:: RECORDS SUPPLIED ::
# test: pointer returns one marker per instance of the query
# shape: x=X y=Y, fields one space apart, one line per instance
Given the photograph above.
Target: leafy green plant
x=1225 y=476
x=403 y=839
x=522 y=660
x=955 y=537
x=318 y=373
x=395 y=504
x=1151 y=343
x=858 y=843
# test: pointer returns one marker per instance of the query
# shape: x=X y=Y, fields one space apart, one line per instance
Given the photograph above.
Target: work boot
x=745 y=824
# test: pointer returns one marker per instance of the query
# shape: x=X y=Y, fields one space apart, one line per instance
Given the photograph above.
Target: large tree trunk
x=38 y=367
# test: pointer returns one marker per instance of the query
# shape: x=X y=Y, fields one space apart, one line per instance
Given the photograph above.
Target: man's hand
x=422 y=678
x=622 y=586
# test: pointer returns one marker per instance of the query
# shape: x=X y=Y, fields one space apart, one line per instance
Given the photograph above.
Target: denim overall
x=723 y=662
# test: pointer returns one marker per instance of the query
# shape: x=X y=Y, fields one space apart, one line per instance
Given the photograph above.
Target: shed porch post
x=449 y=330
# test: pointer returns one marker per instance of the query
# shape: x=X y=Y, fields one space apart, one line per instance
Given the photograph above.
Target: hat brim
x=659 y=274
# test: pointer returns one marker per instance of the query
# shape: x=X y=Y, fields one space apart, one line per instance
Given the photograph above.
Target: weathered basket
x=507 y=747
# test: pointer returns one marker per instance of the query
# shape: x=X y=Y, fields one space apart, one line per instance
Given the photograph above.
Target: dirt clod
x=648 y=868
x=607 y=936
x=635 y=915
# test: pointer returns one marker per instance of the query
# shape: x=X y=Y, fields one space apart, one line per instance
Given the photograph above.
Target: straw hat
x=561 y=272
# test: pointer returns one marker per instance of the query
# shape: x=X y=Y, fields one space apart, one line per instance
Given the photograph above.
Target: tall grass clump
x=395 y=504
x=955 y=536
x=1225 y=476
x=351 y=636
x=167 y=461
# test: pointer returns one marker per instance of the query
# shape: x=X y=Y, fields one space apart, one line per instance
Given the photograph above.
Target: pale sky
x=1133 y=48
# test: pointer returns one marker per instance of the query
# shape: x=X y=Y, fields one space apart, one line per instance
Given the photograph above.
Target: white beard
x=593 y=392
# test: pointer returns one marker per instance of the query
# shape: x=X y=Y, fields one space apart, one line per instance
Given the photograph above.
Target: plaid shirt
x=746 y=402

...

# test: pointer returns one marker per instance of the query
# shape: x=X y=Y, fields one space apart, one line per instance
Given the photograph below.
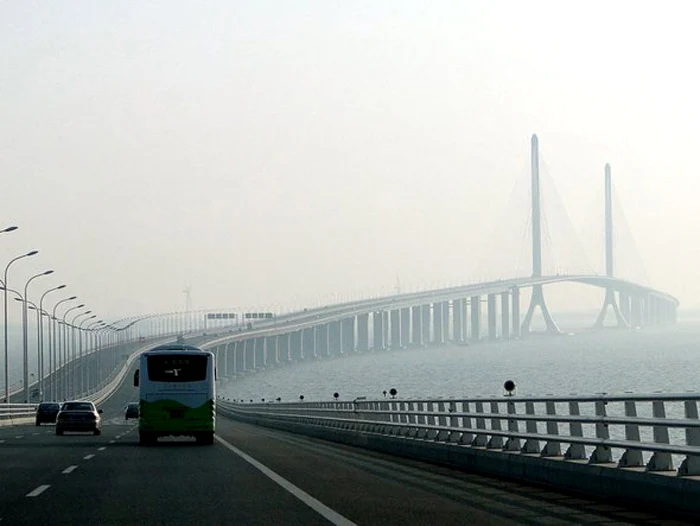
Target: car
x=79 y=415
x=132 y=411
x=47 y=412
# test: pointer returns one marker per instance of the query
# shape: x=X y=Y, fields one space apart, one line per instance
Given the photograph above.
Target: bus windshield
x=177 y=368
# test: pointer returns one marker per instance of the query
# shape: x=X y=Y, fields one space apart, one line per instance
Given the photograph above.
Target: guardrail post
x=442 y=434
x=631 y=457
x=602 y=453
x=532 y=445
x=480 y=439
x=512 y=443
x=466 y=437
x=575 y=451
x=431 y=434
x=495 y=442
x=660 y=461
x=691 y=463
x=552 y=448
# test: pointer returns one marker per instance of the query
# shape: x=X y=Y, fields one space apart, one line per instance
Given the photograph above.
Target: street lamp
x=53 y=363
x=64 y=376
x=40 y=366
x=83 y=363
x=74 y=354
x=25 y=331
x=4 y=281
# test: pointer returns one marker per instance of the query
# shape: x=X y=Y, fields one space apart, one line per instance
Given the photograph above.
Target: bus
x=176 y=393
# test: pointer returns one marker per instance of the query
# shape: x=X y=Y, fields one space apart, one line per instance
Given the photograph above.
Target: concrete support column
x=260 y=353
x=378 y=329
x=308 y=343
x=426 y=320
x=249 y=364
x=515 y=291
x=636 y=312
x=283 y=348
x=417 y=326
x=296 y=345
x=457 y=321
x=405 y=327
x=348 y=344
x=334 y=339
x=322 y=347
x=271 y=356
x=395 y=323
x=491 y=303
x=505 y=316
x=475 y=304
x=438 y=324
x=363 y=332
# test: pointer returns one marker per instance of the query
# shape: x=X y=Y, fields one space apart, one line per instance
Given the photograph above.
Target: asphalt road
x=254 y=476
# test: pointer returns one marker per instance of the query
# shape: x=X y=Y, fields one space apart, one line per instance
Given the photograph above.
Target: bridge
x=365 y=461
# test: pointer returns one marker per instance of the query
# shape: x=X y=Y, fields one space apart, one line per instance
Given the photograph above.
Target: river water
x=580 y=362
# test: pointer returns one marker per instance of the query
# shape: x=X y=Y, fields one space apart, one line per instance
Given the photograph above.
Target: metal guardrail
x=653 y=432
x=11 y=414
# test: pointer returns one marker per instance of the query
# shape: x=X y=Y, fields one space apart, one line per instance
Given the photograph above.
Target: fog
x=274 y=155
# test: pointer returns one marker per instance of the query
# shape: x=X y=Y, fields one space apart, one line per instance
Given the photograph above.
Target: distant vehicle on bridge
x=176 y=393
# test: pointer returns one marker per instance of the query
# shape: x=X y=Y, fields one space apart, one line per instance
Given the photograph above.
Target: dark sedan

:: AIM OF THE TASK ::
Starting at the line above that holds "Target: street lamp" and ending at the line that holds "Target: dark sedan", transcribe each line exactly and include no other lines.

:: COMPLETED TASK ::
Target: street lamp
x=53 y=363
x=64 y=376
x=40 y=366
x=83 y=363
x=74 y=354
x=25 y=331
x=4 y=281
# test: pointer returns one marker per instance of the query
# shape: x=X y=Y, fields one space apart, one line per instance
Given the photograph above.
Target: bus
x=176 y=393
# test: pointer returns one marker per instance of the query
# shape: x=X y=Y, fields one space apart, one line per instance
Given the photograph above.
Target: concrete support column
x=260 y=353
x=378 y=329
x=308 y=343
x=426 y=320
x=249 y=364
x=515 y=291
x=636 y=312
x=283 y=348
x=417 y=326
x=296 y=345
x=457 y=321
x=405 y=327
x=348 y=344
x=334 y=339
x=322 y=347
x=271 y=356
x=395 y=323
x=491 y=303
x=505 y=316
x=475 y=304
x=438 y=324
x=363 y=332
# test: pointer returns one marker per instance of the query
# shape: x=X y=Y, fields one space apart, one line per instance
Given the photograph above.
Target: asphalt road
x=254 y=476
# test: pointer returns one marker per instance of the query
# shape: x=X y=Y, fields one space apart, one line per instance
Given the photograph above.
Target: bridge
x=365 y=461
# test: pointer returns one marker per instance of the query
# shape: x=X y=Y, fields one space apart, one line per instance
Given the photograph above.
Target: river water
x=580 y=362
# test: pointer returns one marker per instance of the query
# shape: x=X y=Y, fields one space apart, one line per instance
Given the photograph above.
Target: metal guardrail
x=653 y=432
x=11 y=414
# test: pointer returns one marker per instance of the query
# shape: x=X y=Y, fields one space apart, one line per instance
Given the photograph above.
Target: fog
x=274 y=155
# test: pointer returns one marker per instance of the query
# shape: x=X y=Y, fields one space apart, one line per instance
Given the photograph above.
Target: distant vehicle on bridge
x=176 y=393
# test: pointer returns one marker per instance of the query
# shape: x=X y=Y, fields one space apart, one line per instance
Given the photograph above.
Target: dark sedan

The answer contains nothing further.